== READING TEXT
She was sitting in a blue recliner, newly transferred from the ICU, watching a game show. I sat on her neat hospital bed, wrinkling the bedspread. But her eyes sparked with utter love. “You look beautiful,” she said. “You look like your mother.”
She looked at my son, awkward, frightened, stoned. “You look so handsome, sweetie. You be a good boy for your mother.”
We stayed with her for an hour, and absolutely no unkind words were spoken, no recriminations made. She pulled out flannel memories from a softened heart and handed them to us with shaky, generous hands.
We promised to come back after dinner to watch Wheel of Fortune with her.
“Pat Sayjak!” she exclaimed. “I love that little Pollack!” I had to roll my eyes, but she laughed and said how delighted she was to see us, and now she was ready to go home. Of course, she didn’t mean her apartment in elderly housing.
We were eating something fried, standard fare at my aunt’s, when the phone rang, shrill, into the neat suburban house. It was decorated by what wasn’t there anymore. My mother, my uncle, my grandfather. Young cousins, all grown up and gone.
We drove back to the hospital. Grandma was panting, in congestive heart failure. The nurse was putting in a foley catheter. I held her gently by her shoulders, put my face close, looked in her faded blue eyes. Said, “I love you, Grandma.” She smiled. It was the sweetest smile. She spoke some garbled words. Her eyes closed.
My cousin and I sat vigil with her. Sometime after midnight, I saw her hover above her body, in the rocking chair from my little-girl years. It’s in my bedroom, still. She was half seated, half rising, trying to decide whether to stay or to go.
She died at 4AM.
I went alone to the crematorium the next day. My cousins found the idea peculiar but generally in keeping with what they had come to expect from me. What else was there for me to do but to go on listening to my truth? What else was there to do but to listen with my heart?
I dressed warmly and brought my journal. I sat in a private room in a faded floral easy chair that I dragged across the room so I could be close to her body. It was on a gurney. She still wore the same hospital johnnie that she died in. I could tell from the tiny Betadine stain on the front of it. Her eyes and her lips were shut tight. For a long time I stared at the tiny line of epoxy glue that sealed her mouth.
I sang her favorite hymns, without flinching. I sang songs by the Sons of the Pioneers, Tennessee Ernie Ford, 50s tunes from my childhood. I sang Sinatra, Perry Como. Tony Bennett. Then I sang Robert Hunter’s lyrics to Brokedown Palace:
“Goin’ home, goin’ home / by the waterside I will rest my bones / Listen to the river sing sweet songs / to rock my soul.”
I talked with her body for a while. Mostly I cried. It felt good to be there.
====
== DATASET EXCERPTS
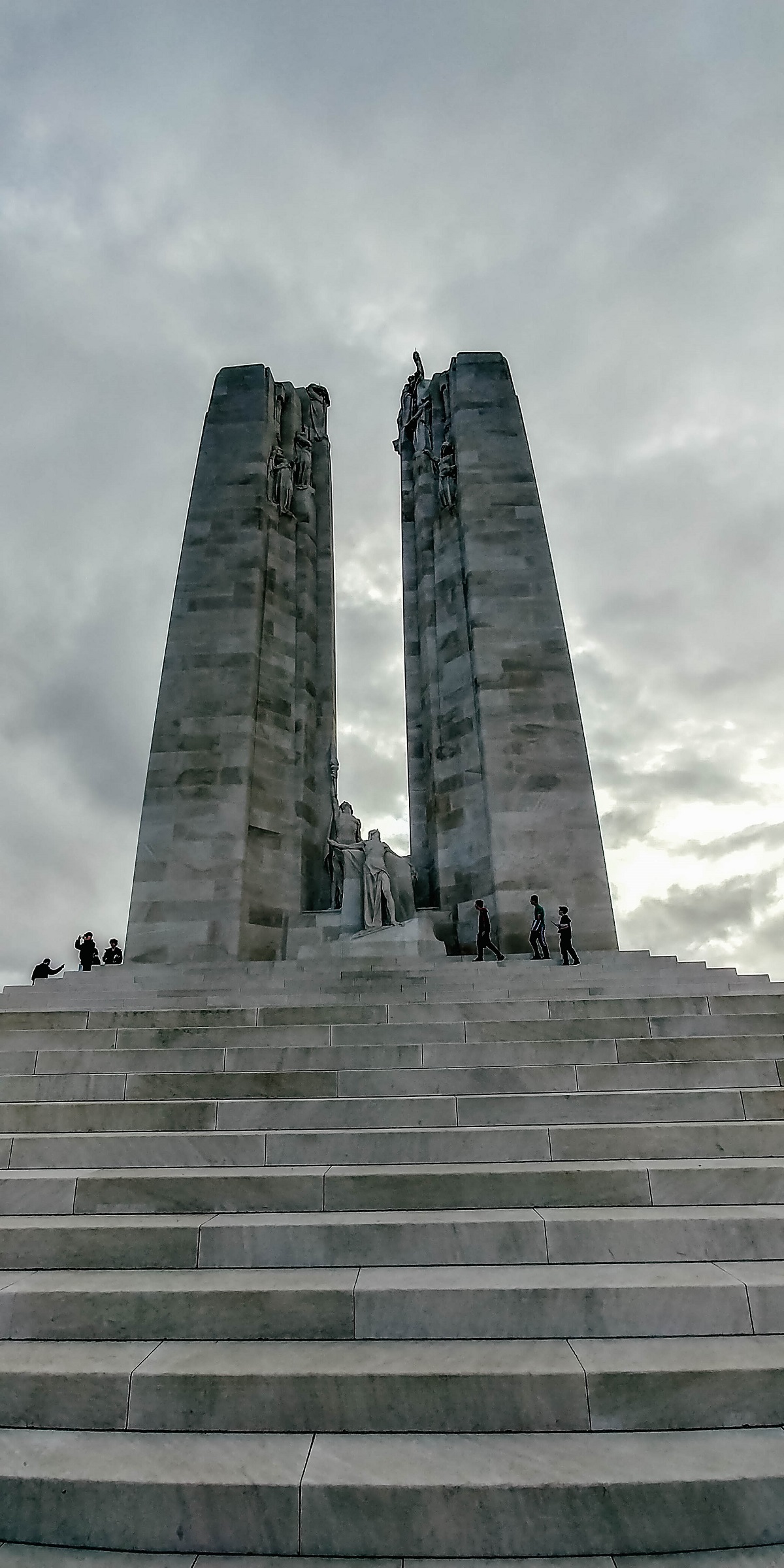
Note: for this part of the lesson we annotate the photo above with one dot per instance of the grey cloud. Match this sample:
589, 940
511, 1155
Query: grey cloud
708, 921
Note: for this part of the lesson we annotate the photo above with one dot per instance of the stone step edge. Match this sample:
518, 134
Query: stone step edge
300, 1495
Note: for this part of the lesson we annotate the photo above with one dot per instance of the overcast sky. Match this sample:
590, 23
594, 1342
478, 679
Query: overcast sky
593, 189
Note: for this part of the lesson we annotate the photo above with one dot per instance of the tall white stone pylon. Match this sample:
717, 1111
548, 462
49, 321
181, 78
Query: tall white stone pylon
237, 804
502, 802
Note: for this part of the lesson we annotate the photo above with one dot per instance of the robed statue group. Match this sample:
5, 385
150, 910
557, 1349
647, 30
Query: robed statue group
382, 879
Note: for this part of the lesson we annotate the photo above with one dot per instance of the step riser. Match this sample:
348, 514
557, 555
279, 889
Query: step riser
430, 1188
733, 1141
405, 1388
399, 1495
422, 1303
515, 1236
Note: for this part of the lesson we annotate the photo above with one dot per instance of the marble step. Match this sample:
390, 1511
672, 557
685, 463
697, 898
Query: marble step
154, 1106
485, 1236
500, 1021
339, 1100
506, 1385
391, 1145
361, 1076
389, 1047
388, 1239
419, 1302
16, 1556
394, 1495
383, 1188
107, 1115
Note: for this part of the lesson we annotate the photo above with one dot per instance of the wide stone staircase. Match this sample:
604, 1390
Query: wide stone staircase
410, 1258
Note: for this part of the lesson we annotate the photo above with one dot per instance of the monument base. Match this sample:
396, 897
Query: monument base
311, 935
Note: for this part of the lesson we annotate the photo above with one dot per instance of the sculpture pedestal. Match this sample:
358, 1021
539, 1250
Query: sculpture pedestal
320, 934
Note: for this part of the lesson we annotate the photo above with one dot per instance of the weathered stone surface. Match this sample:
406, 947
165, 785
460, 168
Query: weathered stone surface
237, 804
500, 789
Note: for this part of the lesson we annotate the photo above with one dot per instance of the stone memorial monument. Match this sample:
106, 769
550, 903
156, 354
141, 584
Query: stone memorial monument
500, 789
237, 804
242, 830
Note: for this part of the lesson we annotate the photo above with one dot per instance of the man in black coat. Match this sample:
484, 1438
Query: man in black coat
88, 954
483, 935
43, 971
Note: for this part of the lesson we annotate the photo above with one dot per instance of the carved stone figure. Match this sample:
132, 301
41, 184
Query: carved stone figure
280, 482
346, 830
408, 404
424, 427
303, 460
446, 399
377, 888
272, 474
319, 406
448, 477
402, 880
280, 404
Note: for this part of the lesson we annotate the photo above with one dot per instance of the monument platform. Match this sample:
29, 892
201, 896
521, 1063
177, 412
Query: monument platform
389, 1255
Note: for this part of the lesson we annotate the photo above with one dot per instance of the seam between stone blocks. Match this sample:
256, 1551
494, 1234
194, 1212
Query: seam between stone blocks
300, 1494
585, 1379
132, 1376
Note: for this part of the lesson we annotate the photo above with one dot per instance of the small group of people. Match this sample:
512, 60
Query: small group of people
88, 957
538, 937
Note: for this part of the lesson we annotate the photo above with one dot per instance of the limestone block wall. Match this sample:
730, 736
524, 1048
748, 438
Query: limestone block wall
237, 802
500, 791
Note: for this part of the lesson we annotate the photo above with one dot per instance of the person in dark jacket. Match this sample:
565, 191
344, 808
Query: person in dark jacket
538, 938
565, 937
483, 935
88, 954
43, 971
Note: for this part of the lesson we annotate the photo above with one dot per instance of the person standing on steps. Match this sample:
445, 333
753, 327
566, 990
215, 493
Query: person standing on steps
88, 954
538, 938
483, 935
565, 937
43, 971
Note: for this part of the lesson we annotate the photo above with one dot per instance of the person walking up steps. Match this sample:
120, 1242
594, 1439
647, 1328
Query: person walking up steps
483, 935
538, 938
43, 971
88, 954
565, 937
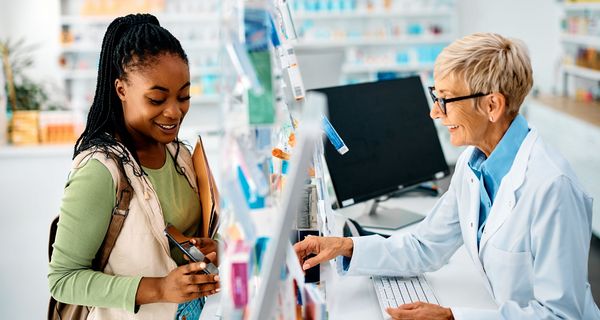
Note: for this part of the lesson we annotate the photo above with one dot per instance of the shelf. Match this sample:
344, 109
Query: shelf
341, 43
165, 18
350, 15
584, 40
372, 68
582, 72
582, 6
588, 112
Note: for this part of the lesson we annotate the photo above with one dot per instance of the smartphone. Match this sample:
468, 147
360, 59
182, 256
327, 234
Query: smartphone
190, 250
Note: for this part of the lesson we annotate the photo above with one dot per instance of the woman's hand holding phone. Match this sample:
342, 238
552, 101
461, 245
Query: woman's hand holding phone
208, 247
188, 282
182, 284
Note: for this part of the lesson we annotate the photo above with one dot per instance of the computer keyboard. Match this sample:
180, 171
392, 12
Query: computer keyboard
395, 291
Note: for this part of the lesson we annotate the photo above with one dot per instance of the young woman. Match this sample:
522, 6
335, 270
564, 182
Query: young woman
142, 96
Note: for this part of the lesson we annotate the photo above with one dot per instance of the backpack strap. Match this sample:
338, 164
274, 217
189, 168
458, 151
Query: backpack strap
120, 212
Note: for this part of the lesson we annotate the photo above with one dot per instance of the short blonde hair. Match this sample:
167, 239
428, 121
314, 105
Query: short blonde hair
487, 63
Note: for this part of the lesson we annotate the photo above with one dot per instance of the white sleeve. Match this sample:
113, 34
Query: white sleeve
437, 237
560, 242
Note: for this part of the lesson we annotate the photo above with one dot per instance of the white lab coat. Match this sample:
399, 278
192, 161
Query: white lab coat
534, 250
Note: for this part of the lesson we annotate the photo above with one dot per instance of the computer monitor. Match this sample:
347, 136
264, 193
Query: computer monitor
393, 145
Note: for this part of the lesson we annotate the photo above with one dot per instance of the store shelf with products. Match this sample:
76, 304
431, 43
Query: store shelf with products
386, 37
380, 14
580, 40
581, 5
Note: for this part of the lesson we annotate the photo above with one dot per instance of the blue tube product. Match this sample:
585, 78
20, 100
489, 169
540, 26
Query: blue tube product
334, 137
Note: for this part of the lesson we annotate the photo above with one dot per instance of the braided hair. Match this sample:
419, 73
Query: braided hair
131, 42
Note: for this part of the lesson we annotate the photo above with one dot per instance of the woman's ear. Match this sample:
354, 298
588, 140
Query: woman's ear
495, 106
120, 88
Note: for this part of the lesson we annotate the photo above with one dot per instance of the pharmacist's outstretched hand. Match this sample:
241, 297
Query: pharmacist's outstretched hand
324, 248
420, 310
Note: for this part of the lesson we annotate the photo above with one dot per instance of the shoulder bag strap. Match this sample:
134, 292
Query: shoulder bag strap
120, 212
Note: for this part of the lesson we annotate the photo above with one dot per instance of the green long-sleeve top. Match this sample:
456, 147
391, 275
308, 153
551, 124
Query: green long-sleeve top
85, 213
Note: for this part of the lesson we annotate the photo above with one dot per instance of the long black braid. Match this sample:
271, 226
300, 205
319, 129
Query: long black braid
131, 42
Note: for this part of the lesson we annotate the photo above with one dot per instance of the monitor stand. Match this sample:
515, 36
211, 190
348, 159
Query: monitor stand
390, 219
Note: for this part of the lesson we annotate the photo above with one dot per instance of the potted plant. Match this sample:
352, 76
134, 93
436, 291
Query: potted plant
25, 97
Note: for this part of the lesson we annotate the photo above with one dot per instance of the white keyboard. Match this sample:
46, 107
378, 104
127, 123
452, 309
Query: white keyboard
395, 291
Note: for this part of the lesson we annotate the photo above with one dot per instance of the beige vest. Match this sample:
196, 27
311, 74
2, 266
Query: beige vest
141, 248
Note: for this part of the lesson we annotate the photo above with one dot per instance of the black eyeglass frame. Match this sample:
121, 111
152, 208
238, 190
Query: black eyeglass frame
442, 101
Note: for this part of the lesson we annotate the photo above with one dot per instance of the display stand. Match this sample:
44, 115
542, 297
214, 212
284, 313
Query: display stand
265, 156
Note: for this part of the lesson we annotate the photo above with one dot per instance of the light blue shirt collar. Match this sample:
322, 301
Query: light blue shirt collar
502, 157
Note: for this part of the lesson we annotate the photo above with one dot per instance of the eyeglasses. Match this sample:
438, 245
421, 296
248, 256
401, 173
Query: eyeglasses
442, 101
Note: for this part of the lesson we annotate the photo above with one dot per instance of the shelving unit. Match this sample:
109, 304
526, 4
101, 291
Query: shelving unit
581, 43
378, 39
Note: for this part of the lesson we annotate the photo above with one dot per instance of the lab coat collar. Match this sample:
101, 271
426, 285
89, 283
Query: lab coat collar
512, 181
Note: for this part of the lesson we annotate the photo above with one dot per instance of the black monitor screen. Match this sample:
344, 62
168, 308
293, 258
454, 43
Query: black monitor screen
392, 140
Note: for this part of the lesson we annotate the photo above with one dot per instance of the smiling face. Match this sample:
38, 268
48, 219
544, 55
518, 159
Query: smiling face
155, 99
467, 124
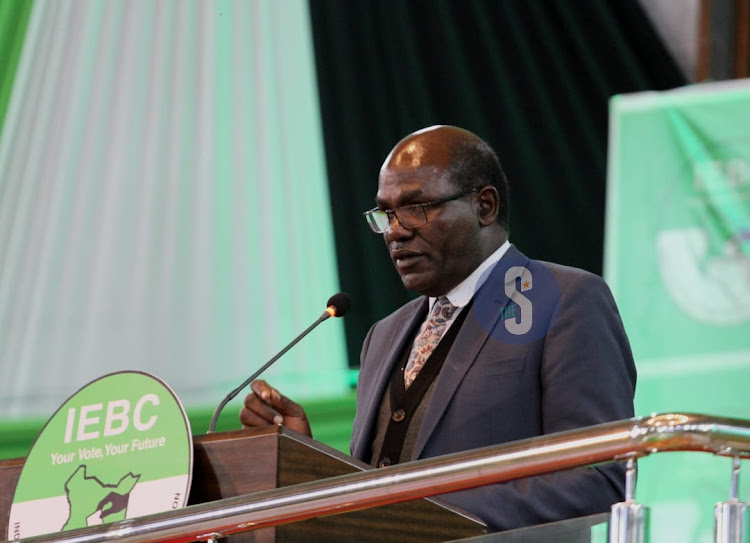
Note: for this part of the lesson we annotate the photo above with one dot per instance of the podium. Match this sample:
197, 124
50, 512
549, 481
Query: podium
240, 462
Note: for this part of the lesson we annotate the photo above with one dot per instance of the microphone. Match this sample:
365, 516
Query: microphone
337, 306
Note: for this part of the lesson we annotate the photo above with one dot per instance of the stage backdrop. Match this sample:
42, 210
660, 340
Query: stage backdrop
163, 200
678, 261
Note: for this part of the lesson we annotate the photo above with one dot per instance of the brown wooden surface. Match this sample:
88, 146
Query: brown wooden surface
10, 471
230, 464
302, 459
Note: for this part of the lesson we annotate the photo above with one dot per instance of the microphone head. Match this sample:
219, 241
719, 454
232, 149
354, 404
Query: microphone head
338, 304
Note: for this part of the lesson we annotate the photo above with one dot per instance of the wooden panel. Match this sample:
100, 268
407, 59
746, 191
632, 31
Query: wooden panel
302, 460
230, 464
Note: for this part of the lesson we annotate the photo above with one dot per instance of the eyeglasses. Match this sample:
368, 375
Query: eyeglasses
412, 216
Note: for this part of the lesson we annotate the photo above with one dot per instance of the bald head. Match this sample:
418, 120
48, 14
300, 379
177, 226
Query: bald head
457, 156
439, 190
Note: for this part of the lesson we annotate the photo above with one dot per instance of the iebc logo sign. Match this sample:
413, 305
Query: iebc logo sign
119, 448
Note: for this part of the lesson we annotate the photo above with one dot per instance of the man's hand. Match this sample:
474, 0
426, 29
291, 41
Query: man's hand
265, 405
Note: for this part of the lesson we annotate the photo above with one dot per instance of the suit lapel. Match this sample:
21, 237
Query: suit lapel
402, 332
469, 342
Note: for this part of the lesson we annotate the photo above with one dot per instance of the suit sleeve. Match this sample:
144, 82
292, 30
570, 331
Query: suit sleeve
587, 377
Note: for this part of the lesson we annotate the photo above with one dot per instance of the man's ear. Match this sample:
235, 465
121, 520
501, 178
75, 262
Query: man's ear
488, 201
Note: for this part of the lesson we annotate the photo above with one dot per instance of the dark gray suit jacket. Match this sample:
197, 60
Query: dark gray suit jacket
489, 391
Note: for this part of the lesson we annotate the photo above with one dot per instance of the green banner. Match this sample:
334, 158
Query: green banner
====
SET OF TASKS:
[A] Could you print the grandmother passage from "She died at" to "sealed her mouth."?
[B] How would you translate this sentence from the grandmother passage into Spanish: "I dressed warmly and brought my journal."
This data comes from a separate source.

ANSWERS FOR THE TASKS:
[A]
She died at 4AM.
I went alone to the crematorium the next day. My cousins found the idea peculiar but generally in keeping with what they had come to expect from me. What else was there for me to do but to go on listening to my truth? What else was there to do but to listen with my heart?
I dressed warmly and brought my journal. I sat in a private room in a faded floral easy chair that I dragged across the room so I could be close to her body. It was on a gurney. She still wore the same hospital johnnie that she died in. I could tell from the tiny Betadine stain on the front of it. Her eyes and her lips were shut tight. For a long time I stared at the tiny line of epoxy glue that sealed her mouth.

[B] Me abrigué bien y llevé mi diario.